### Consegna
Trascrivi senza modifiche il passo del testo su Turoldo che va da "E’ stato uno" fino a "e di futuro.", quest'ultimo compreso.

### Estratto del documento
********************
E’ stato uno degli uomini dell’Italia di quegli anni che più è ricordato. Perché? Perché era un poeta ed un profeta, questa la sua forza: la poesia e la profezia. Apparteneva alla gente di questa nostra terra, ma aveva le finestre aperte ai grandi venti della storia. Ben radicato, amava il suo Friuli, ma aperto a tutti i movimenti. Nella sua chiesa di Fontanelle arrivava gente da tutta Europa ed era diventato il laboratorio liturgico più importante del mondo in quell’epoca del post Concilio. Non solo dall’Europa, ma da tutti i movimenti popolari, dall’America Latina, che allora gemeva sotto le dittature militari, arrivava gente perseguitata, arrivavano profughi e lui li accoglieva. La sua casa era un crogiolo di storia e di futuro.
A incontrarlo ti colpiva subito, da un lato la sua forza contadina, le grandi mani, la sua imponenza e irruenza da antico guerriero vichingo (Turoldo è un  nome vichingo, un nome normanno che dice e tradisce la sua origine e anche la sua fisicità), dall’altro i suoi occhi che si commuovevano, occhi infantili e chiari, contrasto tra quella voce profonda, da cattedrale o da deserto, e l’invincibile sorriso degli occhi azzurri. Figlio di questa nostra terra friulana, scriveva, “dove gli occhi di tutti diventano azzurri a forza di guardare”.
********************
### Dati forniti

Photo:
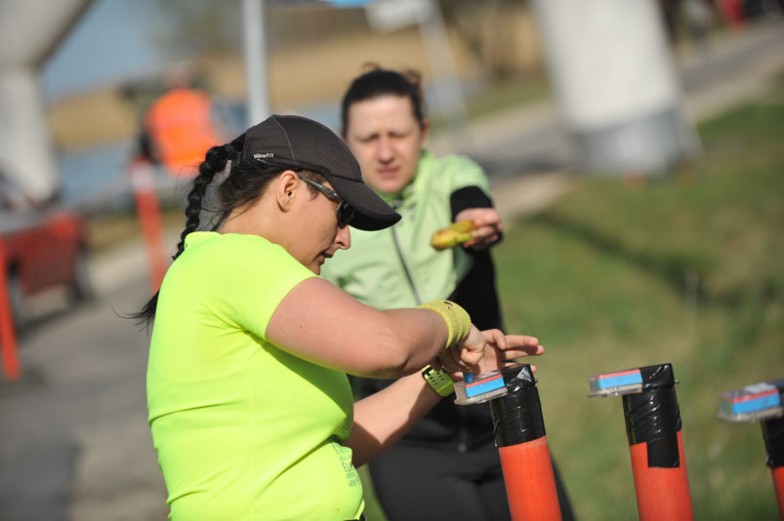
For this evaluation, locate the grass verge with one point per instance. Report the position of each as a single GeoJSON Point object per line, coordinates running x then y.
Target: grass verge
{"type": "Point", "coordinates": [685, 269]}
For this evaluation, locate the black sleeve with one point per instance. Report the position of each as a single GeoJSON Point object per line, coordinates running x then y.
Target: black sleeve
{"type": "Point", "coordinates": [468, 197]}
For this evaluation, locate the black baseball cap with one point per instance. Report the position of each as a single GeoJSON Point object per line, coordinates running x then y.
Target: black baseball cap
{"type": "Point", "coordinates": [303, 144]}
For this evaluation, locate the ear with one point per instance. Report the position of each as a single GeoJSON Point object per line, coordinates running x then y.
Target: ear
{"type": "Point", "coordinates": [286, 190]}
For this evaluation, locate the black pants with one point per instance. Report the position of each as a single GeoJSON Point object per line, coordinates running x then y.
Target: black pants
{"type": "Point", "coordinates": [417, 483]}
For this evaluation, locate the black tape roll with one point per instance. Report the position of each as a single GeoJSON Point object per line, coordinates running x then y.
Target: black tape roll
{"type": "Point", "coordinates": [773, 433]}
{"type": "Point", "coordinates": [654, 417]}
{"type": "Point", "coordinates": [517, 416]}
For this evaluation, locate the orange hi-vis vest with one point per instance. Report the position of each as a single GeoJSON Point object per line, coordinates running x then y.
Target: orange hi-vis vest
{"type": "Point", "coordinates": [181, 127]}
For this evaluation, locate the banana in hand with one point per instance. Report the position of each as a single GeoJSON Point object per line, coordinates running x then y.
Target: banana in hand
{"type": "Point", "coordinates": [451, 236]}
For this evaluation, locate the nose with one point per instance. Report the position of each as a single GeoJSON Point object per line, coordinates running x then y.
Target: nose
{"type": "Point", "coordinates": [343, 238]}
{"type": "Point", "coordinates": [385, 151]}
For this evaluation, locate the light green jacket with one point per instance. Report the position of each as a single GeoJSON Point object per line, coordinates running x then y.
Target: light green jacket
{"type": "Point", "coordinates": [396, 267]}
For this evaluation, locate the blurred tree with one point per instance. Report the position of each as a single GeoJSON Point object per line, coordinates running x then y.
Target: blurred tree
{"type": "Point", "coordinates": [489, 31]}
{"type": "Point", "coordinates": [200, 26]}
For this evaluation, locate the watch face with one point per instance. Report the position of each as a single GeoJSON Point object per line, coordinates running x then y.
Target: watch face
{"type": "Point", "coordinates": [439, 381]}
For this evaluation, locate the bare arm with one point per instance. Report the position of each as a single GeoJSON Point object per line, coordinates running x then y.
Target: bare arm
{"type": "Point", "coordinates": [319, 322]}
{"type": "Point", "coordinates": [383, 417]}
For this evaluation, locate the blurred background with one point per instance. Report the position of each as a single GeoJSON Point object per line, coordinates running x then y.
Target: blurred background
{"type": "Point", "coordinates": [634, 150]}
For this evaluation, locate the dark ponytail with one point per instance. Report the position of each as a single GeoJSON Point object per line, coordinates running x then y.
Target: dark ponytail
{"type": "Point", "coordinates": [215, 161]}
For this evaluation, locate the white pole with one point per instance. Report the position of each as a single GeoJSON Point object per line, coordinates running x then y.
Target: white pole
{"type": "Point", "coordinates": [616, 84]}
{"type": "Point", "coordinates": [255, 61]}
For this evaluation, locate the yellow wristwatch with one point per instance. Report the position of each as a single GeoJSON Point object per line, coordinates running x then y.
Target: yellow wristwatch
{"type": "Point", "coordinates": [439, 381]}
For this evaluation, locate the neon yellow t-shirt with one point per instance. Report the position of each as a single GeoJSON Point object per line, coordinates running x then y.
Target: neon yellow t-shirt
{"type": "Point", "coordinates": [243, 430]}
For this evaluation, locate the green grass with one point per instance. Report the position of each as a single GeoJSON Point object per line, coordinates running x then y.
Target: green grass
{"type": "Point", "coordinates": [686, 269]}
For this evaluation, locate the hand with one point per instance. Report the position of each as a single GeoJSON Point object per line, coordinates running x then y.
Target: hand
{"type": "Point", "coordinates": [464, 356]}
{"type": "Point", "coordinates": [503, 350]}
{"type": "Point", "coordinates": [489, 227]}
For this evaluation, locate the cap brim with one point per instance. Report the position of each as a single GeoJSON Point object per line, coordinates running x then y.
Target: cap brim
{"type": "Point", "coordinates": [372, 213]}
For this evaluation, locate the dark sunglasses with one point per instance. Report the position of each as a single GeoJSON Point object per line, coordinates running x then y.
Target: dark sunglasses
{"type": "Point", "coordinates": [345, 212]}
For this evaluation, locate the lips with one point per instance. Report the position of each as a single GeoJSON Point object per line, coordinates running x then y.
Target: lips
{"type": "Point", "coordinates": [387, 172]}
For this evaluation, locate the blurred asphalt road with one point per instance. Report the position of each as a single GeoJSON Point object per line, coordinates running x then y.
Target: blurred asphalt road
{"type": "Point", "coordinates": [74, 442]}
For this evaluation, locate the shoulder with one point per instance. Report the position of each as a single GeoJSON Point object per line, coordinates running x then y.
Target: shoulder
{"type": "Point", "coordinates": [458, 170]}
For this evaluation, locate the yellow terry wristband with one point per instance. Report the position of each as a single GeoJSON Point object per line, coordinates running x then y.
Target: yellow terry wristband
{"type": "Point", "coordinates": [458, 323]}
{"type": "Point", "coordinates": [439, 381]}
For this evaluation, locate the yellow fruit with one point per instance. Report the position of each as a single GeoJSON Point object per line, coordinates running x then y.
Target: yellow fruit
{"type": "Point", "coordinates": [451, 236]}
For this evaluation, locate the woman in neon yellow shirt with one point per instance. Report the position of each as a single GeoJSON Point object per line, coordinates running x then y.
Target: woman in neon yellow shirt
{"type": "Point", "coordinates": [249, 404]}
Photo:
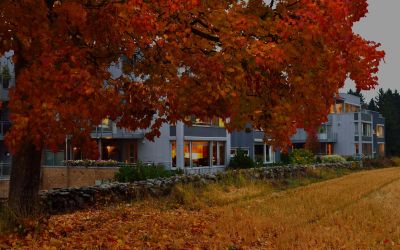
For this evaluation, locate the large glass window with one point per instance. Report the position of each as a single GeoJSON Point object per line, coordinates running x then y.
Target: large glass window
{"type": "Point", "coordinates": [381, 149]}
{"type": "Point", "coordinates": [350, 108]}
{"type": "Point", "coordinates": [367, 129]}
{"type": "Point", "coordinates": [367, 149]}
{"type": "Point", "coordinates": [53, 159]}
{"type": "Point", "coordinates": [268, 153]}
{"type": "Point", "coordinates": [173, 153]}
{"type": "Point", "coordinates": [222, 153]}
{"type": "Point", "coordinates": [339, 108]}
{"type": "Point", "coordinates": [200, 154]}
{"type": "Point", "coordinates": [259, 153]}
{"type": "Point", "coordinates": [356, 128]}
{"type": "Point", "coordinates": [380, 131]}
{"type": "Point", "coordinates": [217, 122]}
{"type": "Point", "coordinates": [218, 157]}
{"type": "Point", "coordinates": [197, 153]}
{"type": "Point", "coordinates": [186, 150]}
********************
### Risposta corretta
E’ stato uno degli uomini dell’Italia di quegli anni che più è ricordato. Perché? Perché era un poeta ed un profeta, questa la sua forza: la poesia e la profezia. Apparteneva alla gente di questa nostra terra, ma aveva le finestre aperte ai grandi venti della storia. Ben radicato, amava il suo Friuli, ma aperto a tutti i movimenti. Nella sua chiesa di Fontanelle arrivava gente da tutta Europa ed era diventato il laboratorio liturgico più importante del mondo in quell’epoca del post Concilio. Non solo dall’Europa, ma da tutti i movimenti popolari, dall’America Latina, che allora gemeva sotto le dittature militari, arrivava gente perseguitata, arrivavano profughi e lui li accoglieva. La sua casa era un crogiolo di storia e di futuro.